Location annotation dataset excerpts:

#####

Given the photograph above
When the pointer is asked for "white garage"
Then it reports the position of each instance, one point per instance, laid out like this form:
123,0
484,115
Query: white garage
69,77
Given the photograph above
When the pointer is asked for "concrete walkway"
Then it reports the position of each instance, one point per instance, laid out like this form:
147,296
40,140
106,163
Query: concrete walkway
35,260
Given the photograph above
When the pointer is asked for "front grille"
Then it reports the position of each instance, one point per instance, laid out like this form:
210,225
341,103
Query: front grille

#####

Write out every line of the records exactly.

Given the photograph above
When the pointer is asked for "white garage"
Then it reports the position of each instance, one point per instance, laid out like this form:
123,0
484,115
Query: white garage
69,77
Given the photograph above
When the pointer is asked for "concrete walkway"
Then it reports the position of each instance, one point per instance, laid out like this form:
147,296
40,140
106,163
Query: concrete walkway
35,260
Given the photograph above
When the pointer is asked for "front grille"
Then it reports the position of each instance, one point per instance, laid out like this form:
210,225
341,103
Query: front grille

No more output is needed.